> [Exercise description]: Every entry must be transcribed exactly. Pictures are not part of the copy.

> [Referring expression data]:
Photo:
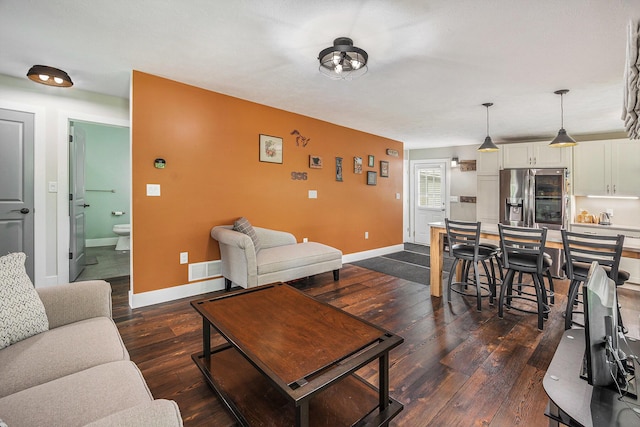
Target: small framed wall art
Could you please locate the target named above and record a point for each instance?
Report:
(372, 178)
(384, 169)
(315, 162)
(270, 149)
(357, 165)
(339, 169)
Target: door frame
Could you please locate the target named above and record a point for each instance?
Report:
(39, 188)
(412, 189)
(63, 226)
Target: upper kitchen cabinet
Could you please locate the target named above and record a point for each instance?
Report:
(535, 155)
(607, 168)
(488, 163)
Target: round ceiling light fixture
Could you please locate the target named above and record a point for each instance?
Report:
(563, 139)
(343, 60)
(488, 145)
(49, 76)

> [Output for this exercise]:
Photo:
Target: small framed wall art
Could you please locate the target named above and record a point for each instance?
Report:
(372, 178)
(384, 169)
(315, 162)
(270, 149)
(357, 165)
(339, 169)
Target: door frame
Could you please locate the target named above and record a point for each instance?
Report:
(39, 188)
(412, 189)
(63, 226)
Target: upper kitchen cabinet
Could you please locate the target named above and record a point for each instance?
Report:
(535, 155)
(607, 168)
(488, 163)
Target: round ceiling light fixture
Could you please locate the target named above and record a point for each instance?
Report:
(563, 139)
(343, 60)
(488, 145)
(49, 76)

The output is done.